THE TASKS:
1. Answer these questions from the article on Spanish food in London, marking your answers (a), (b) and (c):
(a) Which restaurant does the article say started the trend for Spanish food?
(b) Where did Brindisa open its tapas bar?
(c) What do many of the new restaurants place at the heart of their cooking?
2. Check each statement against the article on Spanish food in London. Answer (a), (b) and (c) with yes or no, and quote the words from the article that decide each one.
(a) Brindisa is described as a food importer.
(b) The Brindisa tapas bar was nearly empty when the writer walked past it.
(c) Cooking on the grill lets a restaurant hide the quality of its ingredients.

DOCUMENT SECTION:

= = = = =

There has been a strong trend for Spanish food for quite a few years now. It started with Moro, Sam and Sam Clark's iconic Moorish restaurant and the high quality food importer, Brindisa. Then the latter opened their tapas bar in Borough Market . . . I walked past it last night and it was packed to the gills. More recently El fantastic Faro opened its doors with an enticing blend of modernity and tradition. Add to this Salt Yard and a couple of others and it would seem that duff paella is a thing of the past.
Many of these new restaurants place the grill at the heart of their cooking, they are trying to bring a sense of the asador to London. In many places it works and such a simple style of is an attractive prospect for a new Spanish restaurants. The simplicity of the grill is deceptive though. Ingredients will be shown in a straight forward, honest way and this means the quality of ingredients used will face immediate scrutiny. Could the boring grill become the new bad paella?

= = = = =

MATERIAL SHOWN:
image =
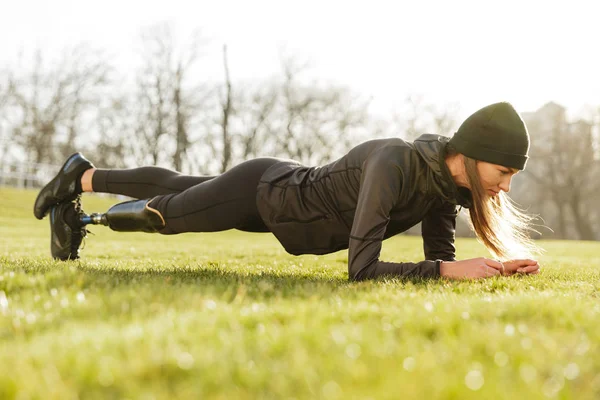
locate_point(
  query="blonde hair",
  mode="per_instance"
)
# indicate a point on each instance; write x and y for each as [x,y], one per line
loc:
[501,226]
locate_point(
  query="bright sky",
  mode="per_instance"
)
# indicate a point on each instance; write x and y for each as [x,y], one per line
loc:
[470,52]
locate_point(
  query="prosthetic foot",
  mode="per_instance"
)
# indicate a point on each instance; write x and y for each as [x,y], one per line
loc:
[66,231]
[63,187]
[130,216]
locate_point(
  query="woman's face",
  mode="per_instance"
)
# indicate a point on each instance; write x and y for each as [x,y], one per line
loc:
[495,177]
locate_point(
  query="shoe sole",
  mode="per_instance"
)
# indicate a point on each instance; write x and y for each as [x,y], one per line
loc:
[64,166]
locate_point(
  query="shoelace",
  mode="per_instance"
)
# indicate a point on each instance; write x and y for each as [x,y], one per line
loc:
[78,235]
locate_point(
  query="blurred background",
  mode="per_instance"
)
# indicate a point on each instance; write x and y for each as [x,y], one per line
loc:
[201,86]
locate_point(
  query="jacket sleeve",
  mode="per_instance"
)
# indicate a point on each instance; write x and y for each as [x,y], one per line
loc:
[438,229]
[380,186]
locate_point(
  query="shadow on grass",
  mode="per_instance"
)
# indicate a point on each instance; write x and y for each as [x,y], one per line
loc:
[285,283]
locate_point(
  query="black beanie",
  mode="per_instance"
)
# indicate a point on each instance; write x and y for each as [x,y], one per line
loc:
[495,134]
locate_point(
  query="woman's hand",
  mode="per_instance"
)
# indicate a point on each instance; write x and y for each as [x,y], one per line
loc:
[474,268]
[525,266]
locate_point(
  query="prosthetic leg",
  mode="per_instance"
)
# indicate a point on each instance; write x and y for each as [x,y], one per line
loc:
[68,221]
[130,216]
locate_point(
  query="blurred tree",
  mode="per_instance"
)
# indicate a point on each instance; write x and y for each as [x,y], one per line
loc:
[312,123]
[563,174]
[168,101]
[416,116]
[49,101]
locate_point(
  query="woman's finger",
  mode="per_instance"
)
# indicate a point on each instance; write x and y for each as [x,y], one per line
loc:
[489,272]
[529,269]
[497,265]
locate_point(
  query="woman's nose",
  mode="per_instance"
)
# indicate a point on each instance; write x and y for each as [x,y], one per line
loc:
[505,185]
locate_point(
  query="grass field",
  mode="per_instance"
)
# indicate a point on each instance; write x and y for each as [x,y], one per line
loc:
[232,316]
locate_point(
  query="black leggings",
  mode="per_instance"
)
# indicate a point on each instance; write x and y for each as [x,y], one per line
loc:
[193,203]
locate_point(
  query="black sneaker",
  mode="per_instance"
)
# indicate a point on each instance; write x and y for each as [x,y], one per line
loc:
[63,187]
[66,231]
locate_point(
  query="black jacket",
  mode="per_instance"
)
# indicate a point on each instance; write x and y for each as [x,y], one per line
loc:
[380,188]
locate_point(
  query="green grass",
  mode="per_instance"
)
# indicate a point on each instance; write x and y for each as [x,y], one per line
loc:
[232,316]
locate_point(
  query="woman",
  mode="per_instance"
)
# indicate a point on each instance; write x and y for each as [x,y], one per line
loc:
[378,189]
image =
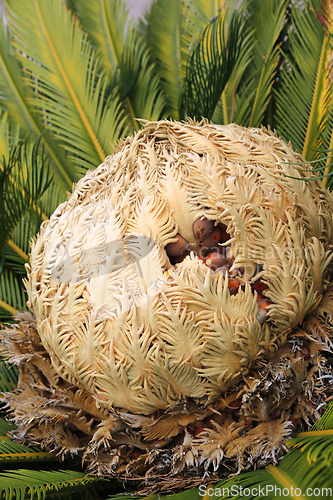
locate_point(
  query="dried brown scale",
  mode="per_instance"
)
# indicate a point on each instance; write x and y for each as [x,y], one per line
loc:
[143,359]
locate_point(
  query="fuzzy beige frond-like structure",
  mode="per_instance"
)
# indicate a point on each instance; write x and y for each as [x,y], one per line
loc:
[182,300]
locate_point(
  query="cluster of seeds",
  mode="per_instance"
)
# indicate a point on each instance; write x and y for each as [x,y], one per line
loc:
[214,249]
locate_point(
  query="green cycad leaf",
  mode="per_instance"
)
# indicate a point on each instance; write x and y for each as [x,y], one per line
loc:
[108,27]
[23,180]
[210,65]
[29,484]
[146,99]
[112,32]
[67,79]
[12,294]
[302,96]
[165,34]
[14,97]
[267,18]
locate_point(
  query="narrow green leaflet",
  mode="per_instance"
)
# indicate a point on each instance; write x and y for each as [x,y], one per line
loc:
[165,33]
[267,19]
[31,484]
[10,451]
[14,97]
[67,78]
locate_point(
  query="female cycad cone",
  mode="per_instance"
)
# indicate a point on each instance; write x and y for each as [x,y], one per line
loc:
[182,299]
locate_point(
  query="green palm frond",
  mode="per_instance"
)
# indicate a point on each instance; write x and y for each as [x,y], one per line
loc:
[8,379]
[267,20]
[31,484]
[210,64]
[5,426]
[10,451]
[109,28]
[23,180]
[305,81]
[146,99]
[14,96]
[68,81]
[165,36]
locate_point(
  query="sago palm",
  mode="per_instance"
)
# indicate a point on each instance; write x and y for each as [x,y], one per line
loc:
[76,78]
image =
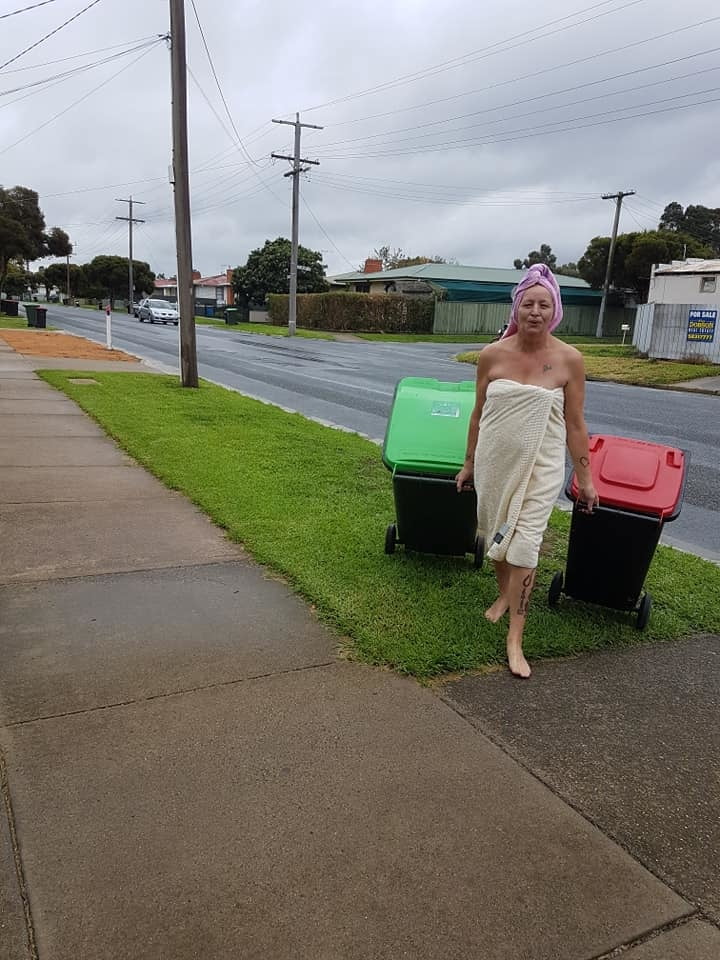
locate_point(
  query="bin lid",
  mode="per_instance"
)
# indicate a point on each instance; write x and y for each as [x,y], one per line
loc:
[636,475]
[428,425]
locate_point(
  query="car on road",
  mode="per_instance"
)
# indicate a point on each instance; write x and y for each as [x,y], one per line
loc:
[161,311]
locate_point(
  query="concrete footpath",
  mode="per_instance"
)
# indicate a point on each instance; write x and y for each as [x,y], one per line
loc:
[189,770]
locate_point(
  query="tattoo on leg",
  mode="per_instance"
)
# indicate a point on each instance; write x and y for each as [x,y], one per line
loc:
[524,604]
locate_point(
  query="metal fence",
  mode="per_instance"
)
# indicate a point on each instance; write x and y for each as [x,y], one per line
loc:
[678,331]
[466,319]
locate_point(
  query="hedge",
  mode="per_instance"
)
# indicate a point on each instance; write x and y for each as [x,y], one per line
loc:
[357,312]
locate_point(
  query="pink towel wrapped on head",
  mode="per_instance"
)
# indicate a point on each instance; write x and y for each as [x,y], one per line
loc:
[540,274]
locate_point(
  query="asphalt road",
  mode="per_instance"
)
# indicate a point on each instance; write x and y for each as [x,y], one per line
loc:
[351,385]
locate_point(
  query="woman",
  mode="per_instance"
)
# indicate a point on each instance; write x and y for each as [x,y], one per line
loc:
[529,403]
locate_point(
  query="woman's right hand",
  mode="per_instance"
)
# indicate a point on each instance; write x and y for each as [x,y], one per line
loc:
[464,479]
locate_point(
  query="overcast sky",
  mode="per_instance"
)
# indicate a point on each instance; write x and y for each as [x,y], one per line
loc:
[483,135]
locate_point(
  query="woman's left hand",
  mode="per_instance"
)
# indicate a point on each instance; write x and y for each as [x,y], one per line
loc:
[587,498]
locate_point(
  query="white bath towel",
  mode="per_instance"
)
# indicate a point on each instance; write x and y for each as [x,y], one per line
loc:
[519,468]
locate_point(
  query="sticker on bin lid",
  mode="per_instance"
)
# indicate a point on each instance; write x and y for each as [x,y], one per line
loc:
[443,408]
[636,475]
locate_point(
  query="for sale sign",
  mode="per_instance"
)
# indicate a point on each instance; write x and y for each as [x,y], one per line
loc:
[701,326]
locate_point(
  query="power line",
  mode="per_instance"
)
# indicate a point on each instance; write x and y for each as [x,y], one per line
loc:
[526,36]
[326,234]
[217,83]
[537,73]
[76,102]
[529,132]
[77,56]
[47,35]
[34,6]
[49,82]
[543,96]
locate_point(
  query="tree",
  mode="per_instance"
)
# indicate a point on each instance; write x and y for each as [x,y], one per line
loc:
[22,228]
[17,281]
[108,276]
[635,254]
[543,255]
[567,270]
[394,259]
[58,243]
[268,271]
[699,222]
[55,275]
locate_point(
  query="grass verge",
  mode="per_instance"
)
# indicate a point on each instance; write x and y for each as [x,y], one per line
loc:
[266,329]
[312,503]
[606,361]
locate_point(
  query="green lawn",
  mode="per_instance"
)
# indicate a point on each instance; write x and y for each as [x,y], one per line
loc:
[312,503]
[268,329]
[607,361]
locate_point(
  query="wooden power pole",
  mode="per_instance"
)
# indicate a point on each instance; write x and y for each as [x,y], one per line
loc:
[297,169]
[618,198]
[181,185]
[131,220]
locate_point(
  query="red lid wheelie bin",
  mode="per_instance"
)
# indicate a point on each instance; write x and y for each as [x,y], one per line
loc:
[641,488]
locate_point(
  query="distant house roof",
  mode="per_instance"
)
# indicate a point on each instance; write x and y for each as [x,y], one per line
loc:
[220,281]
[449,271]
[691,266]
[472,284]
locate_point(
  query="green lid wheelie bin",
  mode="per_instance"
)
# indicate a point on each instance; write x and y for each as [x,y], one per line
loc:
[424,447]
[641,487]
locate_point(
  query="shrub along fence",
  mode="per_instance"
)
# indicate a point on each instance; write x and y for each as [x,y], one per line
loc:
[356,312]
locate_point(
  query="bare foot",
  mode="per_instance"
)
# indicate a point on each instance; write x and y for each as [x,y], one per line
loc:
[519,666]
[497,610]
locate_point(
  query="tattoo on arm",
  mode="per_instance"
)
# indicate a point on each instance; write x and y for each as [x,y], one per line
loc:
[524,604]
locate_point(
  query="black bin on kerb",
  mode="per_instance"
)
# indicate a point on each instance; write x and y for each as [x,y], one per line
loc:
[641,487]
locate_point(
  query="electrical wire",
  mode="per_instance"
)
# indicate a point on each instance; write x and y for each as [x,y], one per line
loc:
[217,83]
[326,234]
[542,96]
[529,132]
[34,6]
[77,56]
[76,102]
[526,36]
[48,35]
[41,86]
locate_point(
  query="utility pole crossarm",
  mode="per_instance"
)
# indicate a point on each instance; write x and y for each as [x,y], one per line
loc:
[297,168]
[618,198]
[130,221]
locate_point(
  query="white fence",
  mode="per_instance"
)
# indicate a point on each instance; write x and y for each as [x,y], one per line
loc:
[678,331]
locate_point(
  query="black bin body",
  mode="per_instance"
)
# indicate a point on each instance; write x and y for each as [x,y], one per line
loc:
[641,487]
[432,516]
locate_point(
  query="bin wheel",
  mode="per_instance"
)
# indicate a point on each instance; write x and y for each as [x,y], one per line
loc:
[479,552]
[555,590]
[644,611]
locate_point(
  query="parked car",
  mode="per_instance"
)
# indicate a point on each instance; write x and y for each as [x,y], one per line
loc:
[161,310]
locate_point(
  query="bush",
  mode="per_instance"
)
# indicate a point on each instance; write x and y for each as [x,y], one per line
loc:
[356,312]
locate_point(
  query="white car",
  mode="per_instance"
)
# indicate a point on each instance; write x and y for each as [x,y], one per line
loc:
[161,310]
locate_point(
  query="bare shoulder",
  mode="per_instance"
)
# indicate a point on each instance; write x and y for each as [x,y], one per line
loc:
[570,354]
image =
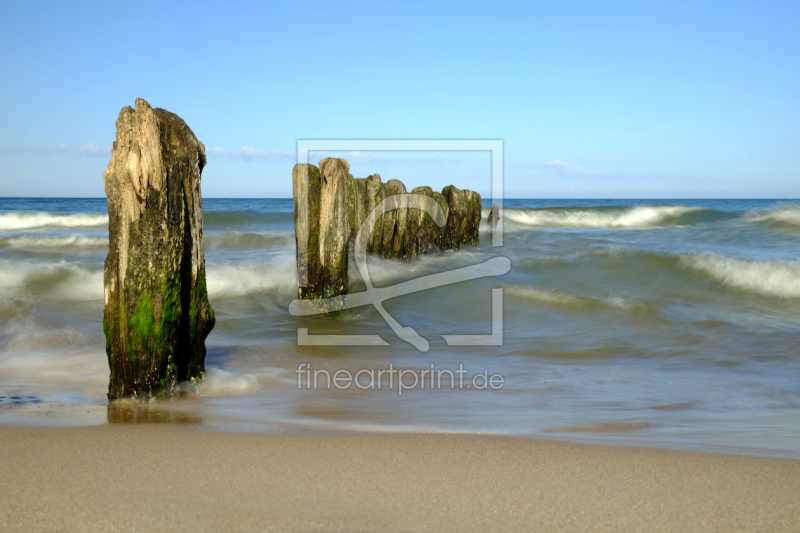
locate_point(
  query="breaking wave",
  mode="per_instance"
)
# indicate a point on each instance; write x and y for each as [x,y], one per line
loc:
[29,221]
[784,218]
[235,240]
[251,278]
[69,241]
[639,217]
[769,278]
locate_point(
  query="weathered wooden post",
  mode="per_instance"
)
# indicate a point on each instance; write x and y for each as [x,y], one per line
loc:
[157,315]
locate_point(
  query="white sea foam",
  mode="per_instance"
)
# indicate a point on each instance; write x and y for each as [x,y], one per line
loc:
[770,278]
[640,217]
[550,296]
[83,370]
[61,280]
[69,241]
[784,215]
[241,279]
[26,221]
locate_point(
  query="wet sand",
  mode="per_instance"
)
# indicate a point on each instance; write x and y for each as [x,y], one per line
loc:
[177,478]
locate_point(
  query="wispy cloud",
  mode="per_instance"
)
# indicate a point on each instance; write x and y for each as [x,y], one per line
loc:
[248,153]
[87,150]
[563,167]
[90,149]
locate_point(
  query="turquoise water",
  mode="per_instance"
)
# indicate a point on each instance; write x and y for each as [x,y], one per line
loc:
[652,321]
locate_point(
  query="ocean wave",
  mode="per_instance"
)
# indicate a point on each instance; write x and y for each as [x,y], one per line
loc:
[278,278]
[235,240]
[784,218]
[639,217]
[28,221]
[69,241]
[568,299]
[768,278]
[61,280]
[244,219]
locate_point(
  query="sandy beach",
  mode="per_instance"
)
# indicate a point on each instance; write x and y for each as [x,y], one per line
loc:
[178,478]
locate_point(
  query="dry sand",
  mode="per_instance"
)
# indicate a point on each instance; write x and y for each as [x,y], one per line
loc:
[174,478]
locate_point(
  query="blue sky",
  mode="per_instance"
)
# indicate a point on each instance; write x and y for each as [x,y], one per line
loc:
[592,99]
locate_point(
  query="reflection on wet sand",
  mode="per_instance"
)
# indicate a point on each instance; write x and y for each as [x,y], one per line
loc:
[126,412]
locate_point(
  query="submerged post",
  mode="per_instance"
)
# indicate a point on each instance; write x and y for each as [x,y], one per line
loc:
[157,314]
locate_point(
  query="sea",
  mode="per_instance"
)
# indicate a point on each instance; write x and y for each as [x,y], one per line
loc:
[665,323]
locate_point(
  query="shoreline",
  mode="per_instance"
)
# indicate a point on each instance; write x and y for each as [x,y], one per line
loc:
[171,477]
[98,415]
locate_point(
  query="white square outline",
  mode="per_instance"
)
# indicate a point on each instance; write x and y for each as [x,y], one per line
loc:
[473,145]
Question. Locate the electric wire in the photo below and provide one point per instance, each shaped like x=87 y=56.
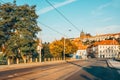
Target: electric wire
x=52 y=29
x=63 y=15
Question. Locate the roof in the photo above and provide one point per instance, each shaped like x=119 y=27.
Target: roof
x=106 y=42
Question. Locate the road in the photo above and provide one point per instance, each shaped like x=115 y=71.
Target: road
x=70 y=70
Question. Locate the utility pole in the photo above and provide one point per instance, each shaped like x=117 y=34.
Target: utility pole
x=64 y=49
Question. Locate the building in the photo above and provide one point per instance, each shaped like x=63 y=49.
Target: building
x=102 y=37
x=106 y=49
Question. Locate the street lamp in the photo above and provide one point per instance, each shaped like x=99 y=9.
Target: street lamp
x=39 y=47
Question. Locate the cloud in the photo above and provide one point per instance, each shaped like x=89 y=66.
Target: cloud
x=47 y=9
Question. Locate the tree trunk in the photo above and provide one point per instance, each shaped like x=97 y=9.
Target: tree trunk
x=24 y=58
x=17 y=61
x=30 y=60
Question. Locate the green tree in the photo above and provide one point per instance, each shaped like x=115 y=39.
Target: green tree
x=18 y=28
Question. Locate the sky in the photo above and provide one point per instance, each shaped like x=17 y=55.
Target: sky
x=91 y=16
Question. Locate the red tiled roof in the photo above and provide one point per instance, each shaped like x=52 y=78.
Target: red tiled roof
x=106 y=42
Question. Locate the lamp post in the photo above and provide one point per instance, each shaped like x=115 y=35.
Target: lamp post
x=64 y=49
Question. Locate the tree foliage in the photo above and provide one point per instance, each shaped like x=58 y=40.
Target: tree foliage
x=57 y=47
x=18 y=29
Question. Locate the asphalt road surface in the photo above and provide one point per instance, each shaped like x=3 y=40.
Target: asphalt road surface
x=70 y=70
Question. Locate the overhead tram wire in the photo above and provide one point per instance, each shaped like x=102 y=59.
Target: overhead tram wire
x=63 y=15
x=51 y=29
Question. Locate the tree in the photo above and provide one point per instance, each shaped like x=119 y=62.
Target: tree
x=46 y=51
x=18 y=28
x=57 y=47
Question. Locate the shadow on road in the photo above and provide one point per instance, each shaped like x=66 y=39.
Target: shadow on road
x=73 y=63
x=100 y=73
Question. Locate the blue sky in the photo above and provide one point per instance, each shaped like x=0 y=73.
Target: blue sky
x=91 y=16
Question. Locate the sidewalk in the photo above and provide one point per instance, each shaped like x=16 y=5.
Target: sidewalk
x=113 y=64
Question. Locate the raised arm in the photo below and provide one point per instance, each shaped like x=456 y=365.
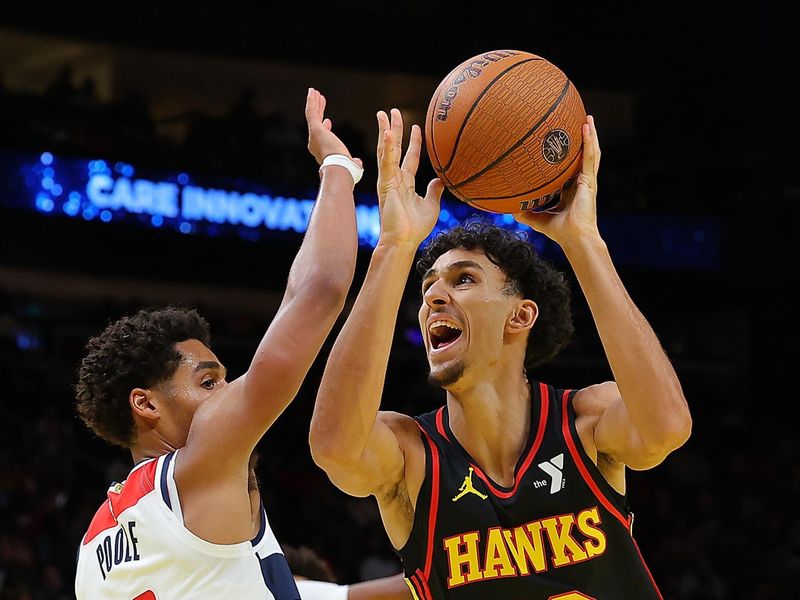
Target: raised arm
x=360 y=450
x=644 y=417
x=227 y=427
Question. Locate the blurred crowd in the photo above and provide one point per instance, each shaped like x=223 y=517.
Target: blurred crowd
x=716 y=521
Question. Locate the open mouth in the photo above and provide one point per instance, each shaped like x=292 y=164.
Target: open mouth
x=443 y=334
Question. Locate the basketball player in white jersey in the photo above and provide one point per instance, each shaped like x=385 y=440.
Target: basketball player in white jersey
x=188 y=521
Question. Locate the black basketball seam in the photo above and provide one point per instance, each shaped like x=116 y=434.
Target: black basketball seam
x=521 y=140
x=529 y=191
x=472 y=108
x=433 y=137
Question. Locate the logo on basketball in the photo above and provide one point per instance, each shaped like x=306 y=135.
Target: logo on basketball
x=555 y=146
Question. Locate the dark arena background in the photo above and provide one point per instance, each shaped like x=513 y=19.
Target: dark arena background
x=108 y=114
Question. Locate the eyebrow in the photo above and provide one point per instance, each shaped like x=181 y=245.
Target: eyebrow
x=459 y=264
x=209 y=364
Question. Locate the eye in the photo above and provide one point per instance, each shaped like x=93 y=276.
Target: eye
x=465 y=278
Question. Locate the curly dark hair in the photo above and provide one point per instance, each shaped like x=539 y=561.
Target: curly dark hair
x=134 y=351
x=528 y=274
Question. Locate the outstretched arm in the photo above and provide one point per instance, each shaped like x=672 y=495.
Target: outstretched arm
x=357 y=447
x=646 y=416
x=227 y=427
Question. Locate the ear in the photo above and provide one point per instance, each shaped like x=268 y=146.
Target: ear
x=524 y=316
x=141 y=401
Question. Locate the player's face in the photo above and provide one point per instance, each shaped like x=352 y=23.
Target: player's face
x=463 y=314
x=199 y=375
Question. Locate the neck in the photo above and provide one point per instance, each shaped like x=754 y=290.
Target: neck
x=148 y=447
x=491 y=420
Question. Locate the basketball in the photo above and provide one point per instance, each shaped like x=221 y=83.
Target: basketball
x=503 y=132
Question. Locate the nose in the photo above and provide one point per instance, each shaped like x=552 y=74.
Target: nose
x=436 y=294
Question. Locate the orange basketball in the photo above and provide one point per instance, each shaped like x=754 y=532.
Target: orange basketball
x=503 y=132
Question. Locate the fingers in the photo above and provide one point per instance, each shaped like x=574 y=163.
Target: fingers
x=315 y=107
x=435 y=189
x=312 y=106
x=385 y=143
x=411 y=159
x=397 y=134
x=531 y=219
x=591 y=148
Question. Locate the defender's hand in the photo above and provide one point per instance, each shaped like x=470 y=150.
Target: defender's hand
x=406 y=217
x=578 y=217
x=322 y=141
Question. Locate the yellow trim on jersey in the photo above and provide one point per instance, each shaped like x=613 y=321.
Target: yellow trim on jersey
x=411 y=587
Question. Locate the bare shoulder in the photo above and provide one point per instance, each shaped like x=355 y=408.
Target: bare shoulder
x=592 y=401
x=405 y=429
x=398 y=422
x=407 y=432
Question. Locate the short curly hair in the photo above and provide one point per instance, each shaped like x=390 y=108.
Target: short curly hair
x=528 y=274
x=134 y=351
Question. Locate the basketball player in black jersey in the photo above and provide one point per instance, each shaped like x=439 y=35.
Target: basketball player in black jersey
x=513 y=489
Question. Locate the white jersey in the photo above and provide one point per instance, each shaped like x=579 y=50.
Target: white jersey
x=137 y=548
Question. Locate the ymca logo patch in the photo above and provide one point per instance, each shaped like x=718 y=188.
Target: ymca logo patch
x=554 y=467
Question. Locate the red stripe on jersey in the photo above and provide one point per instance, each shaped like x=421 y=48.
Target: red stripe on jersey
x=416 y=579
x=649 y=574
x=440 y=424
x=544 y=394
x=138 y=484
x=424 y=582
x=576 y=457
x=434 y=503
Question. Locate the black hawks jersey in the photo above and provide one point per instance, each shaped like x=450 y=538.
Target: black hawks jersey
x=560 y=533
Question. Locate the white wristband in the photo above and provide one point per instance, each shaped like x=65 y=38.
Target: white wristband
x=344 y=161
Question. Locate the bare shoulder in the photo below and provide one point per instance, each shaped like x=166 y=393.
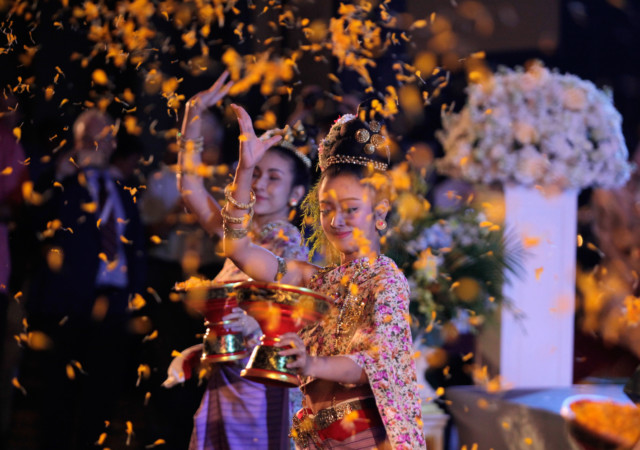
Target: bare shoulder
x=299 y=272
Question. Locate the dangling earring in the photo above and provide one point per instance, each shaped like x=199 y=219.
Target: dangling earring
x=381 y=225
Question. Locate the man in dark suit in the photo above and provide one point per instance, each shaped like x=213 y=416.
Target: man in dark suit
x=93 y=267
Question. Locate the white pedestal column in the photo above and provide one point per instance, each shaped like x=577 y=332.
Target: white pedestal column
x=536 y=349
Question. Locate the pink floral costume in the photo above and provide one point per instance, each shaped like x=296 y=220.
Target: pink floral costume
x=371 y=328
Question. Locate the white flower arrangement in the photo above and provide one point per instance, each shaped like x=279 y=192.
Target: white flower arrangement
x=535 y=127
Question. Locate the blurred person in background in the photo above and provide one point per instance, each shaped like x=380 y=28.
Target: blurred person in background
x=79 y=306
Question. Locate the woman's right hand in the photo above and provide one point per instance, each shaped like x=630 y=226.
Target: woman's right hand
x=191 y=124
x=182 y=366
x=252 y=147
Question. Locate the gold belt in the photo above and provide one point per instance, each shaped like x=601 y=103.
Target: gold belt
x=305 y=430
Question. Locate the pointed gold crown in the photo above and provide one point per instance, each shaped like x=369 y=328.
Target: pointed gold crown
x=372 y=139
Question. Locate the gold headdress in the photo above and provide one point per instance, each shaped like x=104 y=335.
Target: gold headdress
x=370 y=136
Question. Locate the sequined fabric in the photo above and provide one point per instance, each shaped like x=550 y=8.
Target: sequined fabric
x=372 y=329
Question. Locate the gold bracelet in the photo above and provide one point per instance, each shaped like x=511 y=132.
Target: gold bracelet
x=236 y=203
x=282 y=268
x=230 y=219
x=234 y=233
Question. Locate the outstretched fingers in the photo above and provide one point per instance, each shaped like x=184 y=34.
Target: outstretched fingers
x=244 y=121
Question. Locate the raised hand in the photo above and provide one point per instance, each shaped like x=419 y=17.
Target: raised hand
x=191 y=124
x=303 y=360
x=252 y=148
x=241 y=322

= = = = =

EXPECTED RESPONSES:
1.
(a) Moro
(b) Borough Market
(c) The grill

2.
(a) Yes: "the high quality food importer, Brindisa"
(b) No: "it was packed to the gills"
(c) No: "the quality of ingredients used will face immediate scrutiny"